Copy out the entire Workshop 'Til You Drop quote page below, word for word and line for line.

▶ Text
* * * *
Jill Quote #714

Quote from Jill in Workshop 'Til You Drop

Jill: I'm sorry.
Tim: Apology accepted.
Jill: No, I'm not finished yet.
Tim: Wow. This is new territory.
Jill: I am too critical of you. I don't want to be the kind of wife who complains about everything her husband does.
Tim: Come on, come on, come on. We both have our faults, all right? Sometimes I leave my underwear on the floor. Sometimes you're bossy, overbearing, you nag a little bit. You're neurotic, you criticize...
Jill: Tim! Now I know why it's taken so long for me to do this.
Tim: No, no, you did fine. You're not real good at this and you'll get better at it.
Jill: Well, what did I leave out?
Tim: Well, generally, when I apologize, I give you a kiss. [Jill kisses Tim] You know, you're gonna be a good apologizer. It takes some time. Pretty soon you'll be as good as me. You'll be able to say you're sorry and not really mean it.

Rate

 ‘Workshop 'Til You Drop’ Quotes

Quote from Bud

Bud: I took my marriage for granted and now I'm having to pay the price. Do you know what it's like to go home to an 18-room mansion and there's no one to share it with but your domestic staff?
Tim: Can't say as I do, Bud.
Bud: Well, let me tell you, Tim, it's no fun.

Quote from Bud

Tim: I didn't know you and Jean were having any trouble.
Bud: Yeah, we just stopped talking to each other. There's nothing more important in a marriage than communication.
Tim: Is there any chance of you guys getting back together?
Bud: About as much chance as you getting through Tool Time without a fire or flood.
Tim: It doesn't look too good, does it?
* * * *
▶ Material provided
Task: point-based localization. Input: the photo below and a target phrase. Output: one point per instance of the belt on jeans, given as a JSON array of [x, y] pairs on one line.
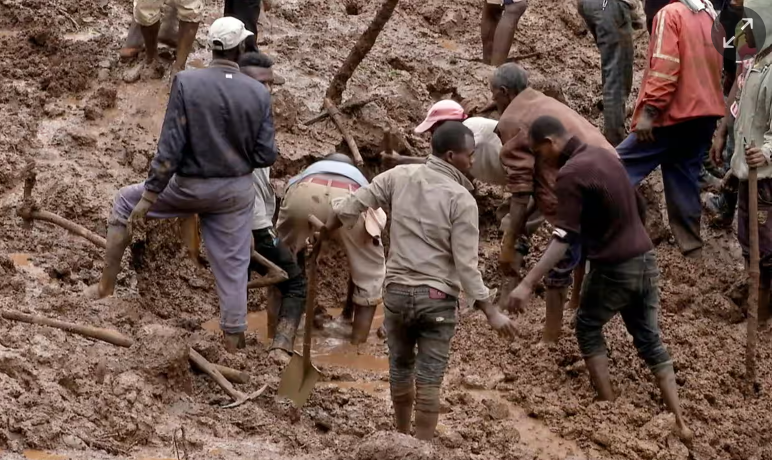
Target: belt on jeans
* * * *
▶ Task output
Jill Quote #714

Quote from Jill in Workshop 'Til You Drop

Jill: I'm sorry.
Tim: Apology accepted.
Jill: No, I'm not finished yet.
Tim: Wow. This is new territory.
Jill: I am too critical of you. I don't want to be the kind of wife who complains about everything her husband does.
Tim: Come on, come on, come on. We both have our faults, all right? Sometimes I leave my underwear on the floor. Sometimes you're bossy, overbearing, you nag a little bit. You're neurotic, you criticize...
Jill: Tim! Now I know why it's taken so long for me to do this.
Tim: No, no, you did fine. You're not real good at this and you'll get better at it.
Jill: Well, what did I leave out?
Tim: Well, generally, when I apologize, I give you a kiss. [Jill kisses Tim] You know, you're gonna be a good apologizer. It takes some time. Pretty soon you'll be as good as me. You'll be able to say you're sorry and not really mean it.

Rate

 ‘Workshop 'Til You Drop’ Quotes

Quote from Bud

Bud: I took my marriage for granted and now I'm having to pay the price. Do you know what it's like to go home to an 18-room mansion and there's no one to share it with but your domestic staff?
Tim: Can't say as I do, Bud.
Bud: Well, let me tell you, Tim, it's no fun.

Quote from Bud

Tim: I didn't know you and Jean were having any trouble.
Bud: Yeah, we just stopped talking to each other. There's nothing more important in a marriage than communication.
Tim: Is there any chance of you guys getting back together?
Bud: About as much chance as you getting through Tool Time without a fire or flood.
Tim: It doesn't look too good, does it?